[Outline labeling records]
****************
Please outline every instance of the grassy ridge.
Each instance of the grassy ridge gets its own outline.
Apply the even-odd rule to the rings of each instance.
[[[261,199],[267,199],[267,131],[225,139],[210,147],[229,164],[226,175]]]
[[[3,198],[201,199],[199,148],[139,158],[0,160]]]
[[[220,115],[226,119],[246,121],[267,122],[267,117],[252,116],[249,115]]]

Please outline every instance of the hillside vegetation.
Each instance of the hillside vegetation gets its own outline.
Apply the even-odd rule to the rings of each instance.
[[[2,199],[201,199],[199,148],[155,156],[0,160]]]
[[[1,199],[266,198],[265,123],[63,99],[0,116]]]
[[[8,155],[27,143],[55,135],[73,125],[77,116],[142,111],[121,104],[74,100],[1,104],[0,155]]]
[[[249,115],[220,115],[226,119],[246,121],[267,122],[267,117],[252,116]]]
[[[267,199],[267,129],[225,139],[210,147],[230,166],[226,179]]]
****************
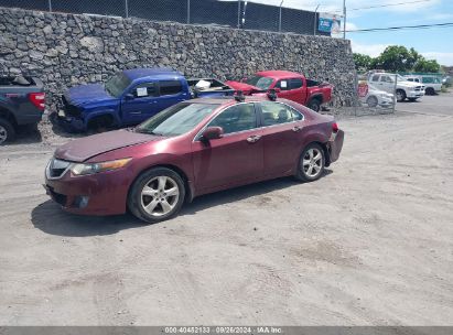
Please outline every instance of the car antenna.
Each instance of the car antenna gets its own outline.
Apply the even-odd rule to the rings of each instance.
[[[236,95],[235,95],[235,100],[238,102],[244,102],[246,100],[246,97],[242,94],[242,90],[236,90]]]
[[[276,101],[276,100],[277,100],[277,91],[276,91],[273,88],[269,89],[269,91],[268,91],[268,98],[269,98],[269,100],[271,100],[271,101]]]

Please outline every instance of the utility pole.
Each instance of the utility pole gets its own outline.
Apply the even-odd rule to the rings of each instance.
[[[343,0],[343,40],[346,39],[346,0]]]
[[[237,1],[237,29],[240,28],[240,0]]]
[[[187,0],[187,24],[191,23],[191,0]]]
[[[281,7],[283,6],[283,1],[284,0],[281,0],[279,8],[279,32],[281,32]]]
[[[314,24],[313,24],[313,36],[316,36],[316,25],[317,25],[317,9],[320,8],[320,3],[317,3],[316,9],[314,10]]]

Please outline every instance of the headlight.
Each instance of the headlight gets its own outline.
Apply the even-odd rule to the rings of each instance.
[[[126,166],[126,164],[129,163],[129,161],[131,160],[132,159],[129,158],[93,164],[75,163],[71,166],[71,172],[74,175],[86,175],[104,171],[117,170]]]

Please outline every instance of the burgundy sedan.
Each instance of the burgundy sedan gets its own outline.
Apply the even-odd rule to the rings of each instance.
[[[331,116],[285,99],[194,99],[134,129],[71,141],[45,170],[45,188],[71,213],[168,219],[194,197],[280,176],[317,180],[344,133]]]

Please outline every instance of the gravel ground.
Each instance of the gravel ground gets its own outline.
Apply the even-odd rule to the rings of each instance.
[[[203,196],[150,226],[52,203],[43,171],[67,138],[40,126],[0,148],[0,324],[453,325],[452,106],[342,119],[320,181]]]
****************
** Exercise requirements **
Pull out every line of the material above that contains the string "vegetation", matching case exactly.

** Task response **
Please outline every instance of the hillside vegetation.
Each instance of the hillside vegetation gets its own outline.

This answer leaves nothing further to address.